■ Goal:
Rewrite the items from the start through the line containing "[0, 0, 118, 426]", inclusive, replacing "freezer door" with "refrigerator door" and leaving everything else unchanged.

[Records from a collection]
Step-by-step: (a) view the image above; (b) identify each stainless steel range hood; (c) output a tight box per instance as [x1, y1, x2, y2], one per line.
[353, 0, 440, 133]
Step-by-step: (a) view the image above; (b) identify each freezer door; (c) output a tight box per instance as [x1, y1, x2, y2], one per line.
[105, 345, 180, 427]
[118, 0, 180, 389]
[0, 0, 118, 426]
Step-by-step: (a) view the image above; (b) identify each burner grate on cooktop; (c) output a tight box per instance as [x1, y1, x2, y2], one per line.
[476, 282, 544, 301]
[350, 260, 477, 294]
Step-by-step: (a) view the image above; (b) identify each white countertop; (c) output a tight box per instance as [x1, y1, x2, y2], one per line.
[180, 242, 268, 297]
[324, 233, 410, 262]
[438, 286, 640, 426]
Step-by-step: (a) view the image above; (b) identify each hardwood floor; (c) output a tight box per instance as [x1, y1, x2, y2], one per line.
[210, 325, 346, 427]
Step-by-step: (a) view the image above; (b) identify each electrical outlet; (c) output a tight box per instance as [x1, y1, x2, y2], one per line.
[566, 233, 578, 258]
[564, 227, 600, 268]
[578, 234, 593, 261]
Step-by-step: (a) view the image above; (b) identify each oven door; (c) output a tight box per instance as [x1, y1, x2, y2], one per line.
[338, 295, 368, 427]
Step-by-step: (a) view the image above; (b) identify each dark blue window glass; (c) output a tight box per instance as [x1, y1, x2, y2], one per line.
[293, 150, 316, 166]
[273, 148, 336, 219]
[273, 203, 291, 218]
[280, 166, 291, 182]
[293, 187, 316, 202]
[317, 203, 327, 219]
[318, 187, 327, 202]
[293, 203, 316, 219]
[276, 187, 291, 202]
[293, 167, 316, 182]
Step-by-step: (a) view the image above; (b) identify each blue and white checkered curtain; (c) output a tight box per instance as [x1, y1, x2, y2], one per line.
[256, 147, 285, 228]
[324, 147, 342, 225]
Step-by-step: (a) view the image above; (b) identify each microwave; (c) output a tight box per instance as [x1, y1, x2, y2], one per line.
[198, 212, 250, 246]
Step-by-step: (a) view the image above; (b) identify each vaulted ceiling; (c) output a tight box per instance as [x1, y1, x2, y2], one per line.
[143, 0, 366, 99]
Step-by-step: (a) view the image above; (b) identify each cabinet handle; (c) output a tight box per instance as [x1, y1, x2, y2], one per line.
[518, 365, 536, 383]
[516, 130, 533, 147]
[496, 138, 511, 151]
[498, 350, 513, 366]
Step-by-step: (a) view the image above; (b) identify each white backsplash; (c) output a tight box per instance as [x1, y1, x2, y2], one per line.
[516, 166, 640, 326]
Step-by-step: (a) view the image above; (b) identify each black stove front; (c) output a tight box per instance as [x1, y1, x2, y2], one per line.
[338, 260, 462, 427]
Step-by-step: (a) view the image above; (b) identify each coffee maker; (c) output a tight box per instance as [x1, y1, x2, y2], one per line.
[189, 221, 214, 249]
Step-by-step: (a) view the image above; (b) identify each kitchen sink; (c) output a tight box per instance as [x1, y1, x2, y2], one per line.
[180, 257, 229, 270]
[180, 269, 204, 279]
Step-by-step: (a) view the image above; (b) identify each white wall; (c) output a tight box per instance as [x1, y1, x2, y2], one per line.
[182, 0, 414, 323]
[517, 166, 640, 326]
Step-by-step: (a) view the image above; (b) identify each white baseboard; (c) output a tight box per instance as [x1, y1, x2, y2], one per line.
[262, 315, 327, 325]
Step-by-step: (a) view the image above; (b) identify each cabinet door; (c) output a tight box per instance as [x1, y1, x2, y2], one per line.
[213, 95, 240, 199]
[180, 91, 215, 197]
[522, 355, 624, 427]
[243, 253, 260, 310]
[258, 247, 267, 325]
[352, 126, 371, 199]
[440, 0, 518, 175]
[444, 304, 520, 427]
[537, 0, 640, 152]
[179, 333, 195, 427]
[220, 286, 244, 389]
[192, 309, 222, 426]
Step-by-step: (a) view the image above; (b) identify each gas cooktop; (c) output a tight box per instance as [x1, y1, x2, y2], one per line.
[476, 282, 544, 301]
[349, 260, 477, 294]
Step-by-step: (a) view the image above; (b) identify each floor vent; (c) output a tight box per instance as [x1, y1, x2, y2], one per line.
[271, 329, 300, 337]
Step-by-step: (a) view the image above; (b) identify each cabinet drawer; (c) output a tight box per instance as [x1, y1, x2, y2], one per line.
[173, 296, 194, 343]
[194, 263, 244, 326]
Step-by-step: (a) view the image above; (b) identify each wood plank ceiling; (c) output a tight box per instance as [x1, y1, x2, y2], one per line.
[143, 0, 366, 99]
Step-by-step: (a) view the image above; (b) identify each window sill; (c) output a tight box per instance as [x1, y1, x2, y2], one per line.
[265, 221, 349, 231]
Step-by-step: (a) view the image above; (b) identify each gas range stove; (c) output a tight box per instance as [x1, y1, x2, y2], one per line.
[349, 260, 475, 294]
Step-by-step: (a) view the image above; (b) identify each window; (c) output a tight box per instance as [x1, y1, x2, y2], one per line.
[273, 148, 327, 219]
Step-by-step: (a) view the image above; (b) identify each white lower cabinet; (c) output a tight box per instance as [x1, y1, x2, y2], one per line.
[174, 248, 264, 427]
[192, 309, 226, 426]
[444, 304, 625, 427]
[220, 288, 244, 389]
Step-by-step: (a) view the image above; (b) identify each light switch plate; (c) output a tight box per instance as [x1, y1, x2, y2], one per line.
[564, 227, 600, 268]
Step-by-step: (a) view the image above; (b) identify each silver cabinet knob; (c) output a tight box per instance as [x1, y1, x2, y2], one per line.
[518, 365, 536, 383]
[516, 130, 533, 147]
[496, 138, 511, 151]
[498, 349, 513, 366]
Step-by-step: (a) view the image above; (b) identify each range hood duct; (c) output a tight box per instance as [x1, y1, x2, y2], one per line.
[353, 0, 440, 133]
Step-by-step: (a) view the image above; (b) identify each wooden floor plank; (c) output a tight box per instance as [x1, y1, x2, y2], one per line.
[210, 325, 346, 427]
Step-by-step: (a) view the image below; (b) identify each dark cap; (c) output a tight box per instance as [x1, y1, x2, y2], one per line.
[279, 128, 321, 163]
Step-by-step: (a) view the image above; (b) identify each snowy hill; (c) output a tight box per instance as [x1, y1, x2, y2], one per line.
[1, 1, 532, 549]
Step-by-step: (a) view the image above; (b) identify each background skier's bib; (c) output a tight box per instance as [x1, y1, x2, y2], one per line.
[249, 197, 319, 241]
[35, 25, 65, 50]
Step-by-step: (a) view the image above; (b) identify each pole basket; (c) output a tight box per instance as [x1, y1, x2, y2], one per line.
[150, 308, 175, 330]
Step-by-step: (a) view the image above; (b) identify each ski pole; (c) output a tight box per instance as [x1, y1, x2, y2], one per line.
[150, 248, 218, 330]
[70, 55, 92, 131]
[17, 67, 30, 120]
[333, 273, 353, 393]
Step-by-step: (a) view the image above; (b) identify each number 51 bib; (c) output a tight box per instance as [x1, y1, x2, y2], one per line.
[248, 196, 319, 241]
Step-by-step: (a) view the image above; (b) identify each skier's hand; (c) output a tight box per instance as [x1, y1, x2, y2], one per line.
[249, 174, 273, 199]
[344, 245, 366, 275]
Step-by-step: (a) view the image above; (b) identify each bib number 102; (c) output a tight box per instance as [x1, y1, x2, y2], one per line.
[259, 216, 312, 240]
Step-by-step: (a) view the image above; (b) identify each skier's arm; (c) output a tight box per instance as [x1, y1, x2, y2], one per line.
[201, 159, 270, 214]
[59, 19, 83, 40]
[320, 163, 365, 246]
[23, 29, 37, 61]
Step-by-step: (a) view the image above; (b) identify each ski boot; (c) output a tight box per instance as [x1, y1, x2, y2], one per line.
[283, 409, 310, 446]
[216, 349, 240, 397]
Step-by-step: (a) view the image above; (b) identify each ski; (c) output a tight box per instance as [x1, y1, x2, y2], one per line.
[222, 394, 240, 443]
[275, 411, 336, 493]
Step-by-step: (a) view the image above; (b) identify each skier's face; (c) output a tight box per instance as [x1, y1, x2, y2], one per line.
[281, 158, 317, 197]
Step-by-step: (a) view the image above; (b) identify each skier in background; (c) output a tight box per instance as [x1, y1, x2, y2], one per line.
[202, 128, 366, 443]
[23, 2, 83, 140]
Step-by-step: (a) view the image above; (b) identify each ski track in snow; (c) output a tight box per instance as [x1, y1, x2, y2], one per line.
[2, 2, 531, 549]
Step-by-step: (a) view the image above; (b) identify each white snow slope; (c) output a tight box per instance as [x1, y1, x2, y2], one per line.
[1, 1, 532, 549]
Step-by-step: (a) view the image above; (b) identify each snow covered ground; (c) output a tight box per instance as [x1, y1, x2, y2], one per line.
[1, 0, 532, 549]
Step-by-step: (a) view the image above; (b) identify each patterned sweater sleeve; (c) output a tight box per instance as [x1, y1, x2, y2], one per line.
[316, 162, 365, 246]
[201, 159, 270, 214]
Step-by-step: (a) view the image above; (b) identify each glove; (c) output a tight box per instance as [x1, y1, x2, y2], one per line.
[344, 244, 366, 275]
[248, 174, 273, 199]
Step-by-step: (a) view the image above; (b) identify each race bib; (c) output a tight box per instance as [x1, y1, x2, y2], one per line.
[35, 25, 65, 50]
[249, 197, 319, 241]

■ The reply:
Step-by-step: (a) view the image above; (b) identify each stainless steel range hood; (c) output a tight box per instance as [x1, y1, x2, y2], one per line.
[353, 0, 440, 133]
Step-by-step: (a) view the image above; (b) identify each refrigerator door; (c) output a tight box per instance as [x1, y1, x2, y2], one per line.
[105, 345, 180, 427]
[118, 0, 180, 389]
[0, 0, 118, 426]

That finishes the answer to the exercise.